**The task**. Can you render the entries from the line with "the green grass" to the line with "x=432, y=233" as a numbered list, leaving out any blank lines?

**Task data**.
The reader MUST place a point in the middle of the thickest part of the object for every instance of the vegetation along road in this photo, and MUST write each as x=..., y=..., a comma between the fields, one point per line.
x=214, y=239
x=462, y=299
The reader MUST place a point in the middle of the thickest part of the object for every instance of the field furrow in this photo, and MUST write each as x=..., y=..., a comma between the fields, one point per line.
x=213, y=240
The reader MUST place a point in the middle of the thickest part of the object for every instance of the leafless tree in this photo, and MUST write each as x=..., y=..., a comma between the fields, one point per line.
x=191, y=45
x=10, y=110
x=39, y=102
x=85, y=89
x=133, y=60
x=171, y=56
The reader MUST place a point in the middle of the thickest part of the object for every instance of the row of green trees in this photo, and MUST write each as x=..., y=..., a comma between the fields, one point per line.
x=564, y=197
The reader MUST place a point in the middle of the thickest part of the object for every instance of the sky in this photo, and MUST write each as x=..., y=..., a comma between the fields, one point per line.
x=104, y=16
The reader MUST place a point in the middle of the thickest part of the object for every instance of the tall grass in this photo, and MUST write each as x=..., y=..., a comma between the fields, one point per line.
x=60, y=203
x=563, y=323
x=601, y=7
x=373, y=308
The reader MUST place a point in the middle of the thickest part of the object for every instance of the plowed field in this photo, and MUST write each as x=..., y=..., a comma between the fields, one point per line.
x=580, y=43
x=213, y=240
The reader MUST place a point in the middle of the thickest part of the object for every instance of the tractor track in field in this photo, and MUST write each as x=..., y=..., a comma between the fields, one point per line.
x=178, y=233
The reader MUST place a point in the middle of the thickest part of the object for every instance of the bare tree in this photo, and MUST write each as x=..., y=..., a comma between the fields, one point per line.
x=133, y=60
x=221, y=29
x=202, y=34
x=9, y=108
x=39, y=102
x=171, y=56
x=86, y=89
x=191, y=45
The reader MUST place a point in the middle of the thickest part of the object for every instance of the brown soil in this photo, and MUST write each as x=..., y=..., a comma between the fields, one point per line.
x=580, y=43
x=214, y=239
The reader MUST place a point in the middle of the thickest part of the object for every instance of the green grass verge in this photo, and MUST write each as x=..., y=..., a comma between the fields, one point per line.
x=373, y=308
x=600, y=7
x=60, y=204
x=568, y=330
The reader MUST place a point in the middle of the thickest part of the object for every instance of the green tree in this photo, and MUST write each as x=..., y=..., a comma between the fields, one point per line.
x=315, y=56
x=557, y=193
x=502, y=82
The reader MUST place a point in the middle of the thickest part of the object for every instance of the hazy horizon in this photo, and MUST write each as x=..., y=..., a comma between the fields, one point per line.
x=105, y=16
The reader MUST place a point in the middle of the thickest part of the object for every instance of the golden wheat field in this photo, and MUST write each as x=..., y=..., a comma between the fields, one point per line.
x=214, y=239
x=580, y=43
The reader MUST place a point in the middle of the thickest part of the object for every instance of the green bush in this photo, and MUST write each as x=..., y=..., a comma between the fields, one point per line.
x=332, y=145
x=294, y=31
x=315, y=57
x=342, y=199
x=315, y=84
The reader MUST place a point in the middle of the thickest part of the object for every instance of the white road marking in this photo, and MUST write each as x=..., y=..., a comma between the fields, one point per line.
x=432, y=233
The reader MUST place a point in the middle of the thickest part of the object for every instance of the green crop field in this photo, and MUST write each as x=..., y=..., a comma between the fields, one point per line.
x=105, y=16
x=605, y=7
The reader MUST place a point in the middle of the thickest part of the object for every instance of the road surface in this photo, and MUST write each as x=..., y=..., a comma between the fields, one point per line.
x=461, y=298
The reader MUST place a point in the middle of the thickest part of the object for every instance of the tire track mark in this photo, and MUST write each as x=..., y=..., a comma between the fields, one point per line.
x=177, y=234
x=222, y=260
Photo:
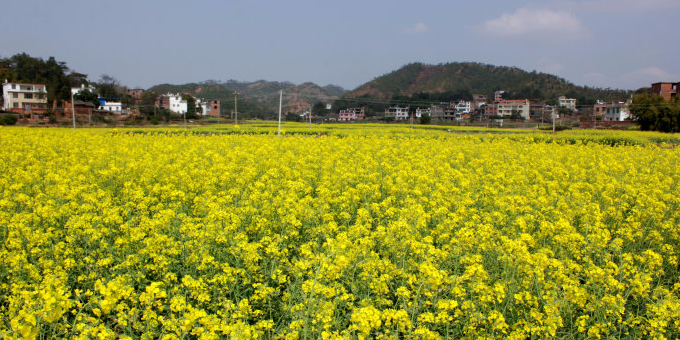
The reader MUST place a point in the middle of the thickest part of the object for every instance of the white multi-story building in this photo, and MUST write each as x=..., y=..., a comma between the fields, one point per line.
x=616, y=112
x=463, y=107
x=24, y=98
x=421, y=112
x=569, y=103
x=177, y=104
x=90, y=88
x=202, y=106
x=514, y=107
x=173, y=102
x=397, y=112
x=351, y=114
x=111, y=104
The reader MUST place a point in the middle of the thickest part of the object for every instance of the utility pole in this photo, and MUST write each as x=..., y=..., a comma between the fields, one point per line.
x=73, y=110
x=280, y=103
x=235, y=108
x=553, y=120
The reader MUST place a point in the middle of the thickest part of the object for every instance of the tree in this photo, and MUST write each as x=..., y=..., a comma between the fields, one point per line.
x=148, y=102
x=24, y=68
x=655, y=113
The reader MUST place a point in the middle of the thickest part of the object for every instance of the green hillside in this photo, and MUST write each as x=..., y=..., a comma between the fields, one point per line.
x=454, y=81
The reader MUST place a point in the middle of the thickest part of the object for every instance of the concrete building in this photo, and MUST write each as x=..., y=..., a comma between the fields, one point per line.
x=81, y=107
x=89, y=88
x=112, y=105
x=617, y=111
x=213, y=108
x=498, y=96
x=599, y=108
x=351, y=114
x=665, y=89
x=136, y=94
x=478, y=100
x=397, y=112
x=463, y=107
x=172, y=102
x=569, y=103
x=24, y=98
x=507, y=108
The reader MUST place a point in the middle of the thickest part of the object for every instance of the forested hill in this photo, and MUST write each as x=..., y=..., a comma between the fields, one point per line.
x=260, y=97
x=454, y=81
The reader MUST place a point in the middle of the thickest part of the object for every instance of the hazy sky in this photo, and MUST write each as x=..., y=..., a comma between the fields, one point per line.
x=605, y=43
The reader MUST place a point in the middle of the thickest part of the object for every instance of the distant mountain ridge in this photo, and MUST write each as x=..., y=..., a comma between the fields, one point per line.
x=258, y=97
x=467, y=78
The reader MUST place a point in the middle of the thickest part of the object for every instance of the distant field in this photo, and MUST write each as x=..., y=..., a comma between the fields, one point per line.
x=338, y=231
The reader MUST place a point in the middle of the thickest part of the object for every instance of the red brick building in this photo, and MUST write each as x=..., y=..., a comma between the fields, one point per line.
x=213, y=108
x=665, y=90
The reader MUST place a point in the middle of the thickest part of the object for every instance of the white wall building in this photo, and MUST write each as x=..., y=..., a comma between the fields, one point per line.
x=24, y=98
x=397, y=112
x=76, y=90
x=177, y=104
x=351, y=114
x=202, y=106
x=509, y=107
x=616, y=112
x=569, y=103
x=463, y=107
x=111, y=105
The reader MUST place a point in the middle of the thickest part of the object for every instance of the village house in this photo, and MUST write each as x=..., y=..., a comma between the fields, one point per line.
x=599, y=108
x=478, y=100
x=81, y=107
x=213, y=108
x=136, y=95
x=89, y=88
x=113, y=105
x=617, y=111
x=463, y=107
x=24, y=98
x=397, y=112
x=351, y=114
x=569, y=103
x=172, y=102
x=665, y=89
x=517, y=107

**Full answer**.
1. The reader MUST place a point in the middle of the thickest part of the object for every instance of the green grass verge in this photo, and MUST write each as x=..., y=..., a comma between the fields, one point per line.
2. x=373, y=308
3. x=600, y=7
4. x=60, y=204
5. x=568, y=330
6. The reader MUST place a point in the middle of the thickest part of the object for every instance of the green tree in this photo, and MUST write each as x=..., y=..., a comma between the fields, one point per line.
7. x=315, y=56
8. x=557, y=193
9. x=502, y=82
10. The reader MUST place a point in the middle of the thickest part of the object for every instance of the hazy horizon in this photo, and MUST write each as x=..., y=..., a comma between the fields, one point per line.
11. x=105, y=16
12. The reader MUST place a point in the middle of the thickest part of the object for every instance of the golden wheat field in this photo, and MUST write each as x=..., y=..., a comma between the fields, one point per line.
13. x=214, y=239
14. x=580, y=43
15. The reader MUST place a point in the middle of the thickest part of the object for every instance of the green bush in this photo, and MUST write each as x=..., y=..., a comma between the fields, one point per line.
16. x=332, y=145
17. x=294, y=31
18. x=315, y=57
19. x=342, y=199
20. x=315, y=84
21. The reader MUST place a point in the middle of the thickest part of the object for every instance of the white road marking in this photo, and MUST write each as x=..., y=..., a comma between the fields, one point per line.
22. x=432, y=233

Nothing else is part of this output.